### Activity
Which lines run from the line with "Where can you see the dolphin head" through the line with "Where can you see the dolphin beak" in the entries below? Print them exactly, both ends included, and nothing more.

### Available data
______
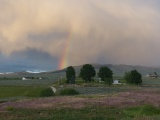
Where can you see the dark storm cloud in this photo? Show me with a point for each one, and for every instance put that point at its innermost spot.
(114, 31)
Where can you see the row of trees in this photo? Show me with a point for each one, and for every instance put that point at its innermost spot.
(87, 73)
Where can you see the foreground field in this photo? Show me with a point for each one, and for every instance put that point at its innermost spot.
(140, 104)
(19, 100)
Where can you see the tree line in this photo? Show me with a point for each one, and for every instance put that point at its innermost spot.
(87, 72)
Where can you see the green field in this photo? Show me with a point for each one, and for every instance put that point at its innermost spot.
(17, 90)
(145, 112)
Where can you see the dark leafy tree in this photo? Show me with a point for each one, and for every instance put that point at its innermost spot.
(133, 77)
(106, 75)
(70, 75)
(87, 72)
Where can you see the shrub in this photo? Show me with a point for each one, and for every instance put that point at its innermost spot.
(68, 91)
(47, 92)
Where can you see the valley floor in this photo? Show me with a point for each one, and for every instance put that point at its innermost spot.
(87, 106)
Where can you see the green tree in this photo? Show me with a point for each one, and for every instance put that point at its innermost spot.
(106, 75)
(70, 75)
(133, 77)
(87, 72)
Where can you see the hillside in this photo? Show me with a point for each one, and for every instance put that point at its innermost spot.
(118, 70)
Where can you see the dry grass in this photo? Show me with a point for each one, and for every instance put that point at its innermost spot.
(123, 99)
______
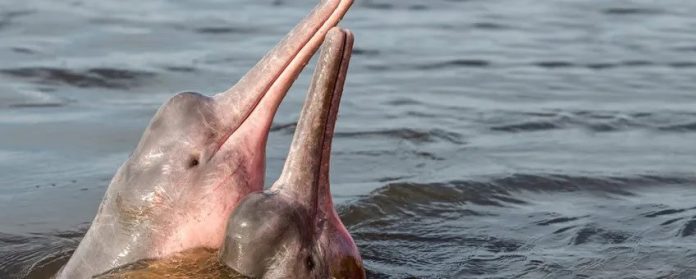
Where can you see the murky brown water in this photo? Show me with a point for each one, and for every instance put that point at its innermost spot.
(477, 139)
______
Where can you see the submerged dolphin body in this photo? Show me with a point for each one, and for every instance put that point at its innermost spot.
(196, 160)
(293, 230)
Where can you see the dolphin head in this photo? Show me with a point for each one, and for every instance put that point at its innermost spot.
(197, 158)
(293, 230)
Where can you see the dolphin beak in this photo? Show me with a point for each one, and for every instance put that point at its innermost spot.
______
### Result for this exercise
Where can you see the dolphin head in this photo? Show me with a point for each one, and for every instance put that point at its innermost spot.
(197, 158)
(293, 230)
Where can you see the dolphin beak in this photo? Show me with a point for each one, and for every instance put that point at its innermost spot.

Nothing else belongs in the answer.